■ **What needs to be done**
Copy out every line of the records below word for word, leaving out the pictures.

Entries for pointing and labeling
= = =
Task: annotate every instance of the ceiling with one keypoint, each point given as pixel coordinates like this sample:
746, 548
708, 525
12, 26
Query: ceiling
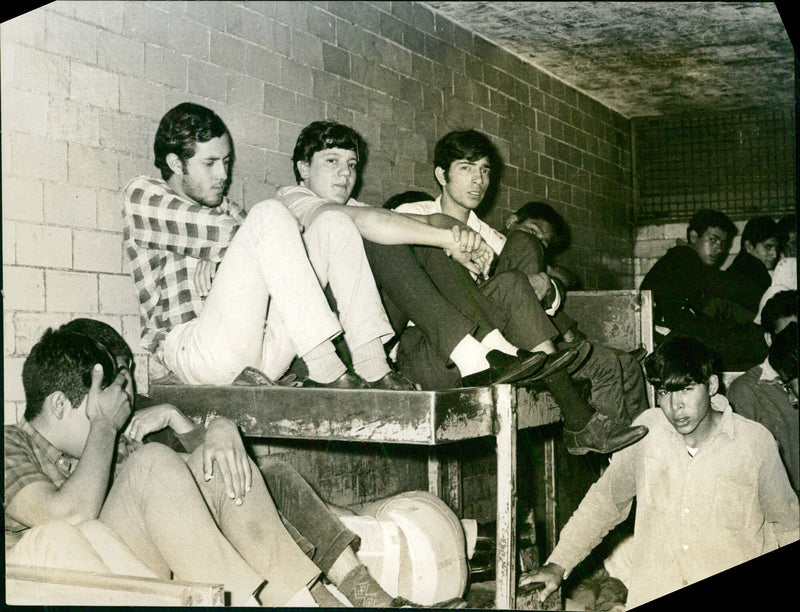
= = =
■ **Written reply**
Task: annotate every instance of the ceiling with one keypoint, each point given as pixel coordinates like this sample:
746, 548
708, 525
12, 26
Query: ceiling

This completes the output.